GEGEVEN TEKST:
============

RECHTBANK UTRECHT
Sector strafrecht
Parketnummer(s): 16/601122-07
Datum uitspraak: 1 februari 2008
Vonnis van de meervoudige kamer voor strafzaken op tegenspraak
gewezen in de zaak tegen:
[verdachte],
geboren in 1963 te [geboorteplaats] (Somalia),
wonende te [woonplaats],
thans gedetineerd in P.I. Utrecht – Huis van Bewaring locatie Nieuwegein, te Nieuwegein.
Raadsman: mr. A.J. Kiela.
Dit vonnis is gewezen naar aanleiding van het onderzoek op de terechtzitting van 18 januari 2008.
Aan de verdachte is ten laste gelegd wat in de dagvaarding is omschreven. Een kopie van die dagvaarding is als bijlage I aan dit vonnis gehecht. De inhoud daarvan geldt als hier ingevoegd.
Overweging ten aanzien van het bewijs
De vindplaatsvermeldingen, voorkomend in de navolgende bewijsoverweging, verwijzen naar de doorlopende paginanummering van het in wettelijke vorm ambtsedig opgemaakt proces-verbaal, PL0930/07-015921A (blz. 1 tot en met 67), dat is opgemaakt door [verbalisant 1], brigadier van politie.

============

GEGEVENS:

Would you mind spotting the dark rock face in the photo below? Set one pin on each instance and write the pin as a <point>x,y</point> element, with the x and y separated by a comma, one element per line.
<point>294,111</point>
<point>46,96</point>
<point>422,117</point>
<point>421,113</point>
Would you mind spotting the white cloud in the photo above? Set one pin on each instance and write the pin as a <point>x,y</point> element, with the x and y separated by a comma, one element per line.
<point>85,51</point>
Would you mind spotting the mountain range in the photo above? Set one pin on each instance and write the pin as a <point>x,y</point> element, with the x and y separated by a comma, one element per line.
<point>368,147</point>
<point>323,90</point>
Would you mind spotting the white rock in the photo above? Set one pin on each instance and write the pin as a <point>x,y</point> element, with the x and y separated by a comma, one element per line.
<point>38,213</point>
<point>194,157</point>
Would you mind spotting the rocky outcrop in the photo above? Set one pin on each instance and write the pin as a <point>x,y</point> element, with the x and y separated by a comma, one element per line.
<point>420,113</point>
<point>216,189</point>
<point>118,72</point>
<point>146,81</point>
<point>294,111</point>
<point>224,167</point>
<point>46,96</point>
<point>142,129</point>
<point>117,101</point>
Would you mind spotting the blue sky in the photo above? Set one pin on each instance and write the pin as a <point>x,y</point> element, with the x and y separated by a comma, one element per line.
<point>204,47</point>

============

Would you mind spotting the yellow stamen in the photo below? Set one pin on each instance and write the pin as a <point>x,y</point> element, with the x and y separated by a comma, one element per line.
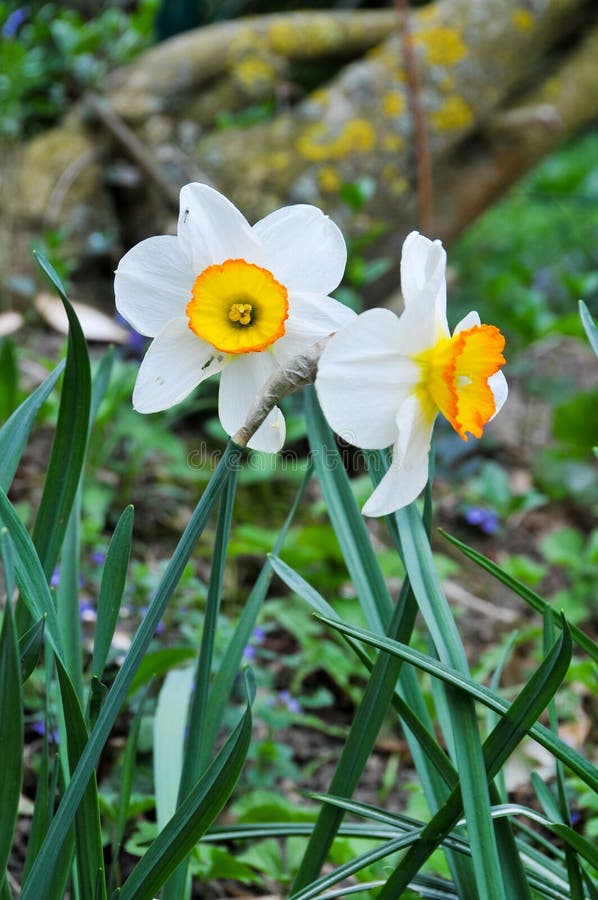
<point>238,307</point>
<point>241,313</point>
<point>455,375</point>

============

OPDRACHTEN:
1. Noem alle namen van plaatsen en landen die in het vonnis voluit staan. Laat de weggelaten namen tussen haken weg.
2. Op welke datum was de zitting waarop het vonnis is gebaseerd?
3. Schrijf het vonnis verder vanaf de laatste zin.

ANTWOORDEN PER OPDRACHT:
1. Utrecht, Somalia, Nieuwegein

2. 18 januari 2008

3.
De verdachte heeft ter terechtzitting een deels bekennende verklaring afgelegd. De verdachte heeft onder meer -zakelijk weergegeven- verklaard dat hij op 5 oktober 2007 te Soest, nadat [slachtoffer] (hierna te noemen: het slachtoffer) en hij elkaar hadden begroet en hij -verdachte- doorliep, plotseling twee keer werd geslagen door het slachtoffer, waardoor hij ten val kwam. Verdachte is opgestaan en heeft op het moment dat het slachtoffer door anderen werd vastgehouden, en beiden tegenover elkaar stonden, een mes gepakt, omdat hij bang was. Verdachte heeft voorts verklaard dat hij zag dat het slachtoffer hem voor een tweede keer wilde aanvallen en dat zij vervolgens samen op de grond vielen. Op het moment dat verdachte op de buik van het slachtoffer zat, voelde hij zich genoodzaakt om het slachtoffer uit zelfverdediging met het mes over zijn hoofd te snijden, teneinde zich te bevrijden uit de greep van het slachtoffer. Het slachtoffer had namelijk zijn handen om verdachtes keel, waardoor hij geen lucht meer kreeg. Het was geenszins de bedoeling om het slachtoffer te doden, aldus de verdachte.
Bij de politie heeft verdachte verklaard dat hij pas een mes heeft gepakt om zich te verweren op het moment dat hij bovenop het slachtoffer zat, hij bij zijn keel werd gepakt en niet los kon komen (pag. 54).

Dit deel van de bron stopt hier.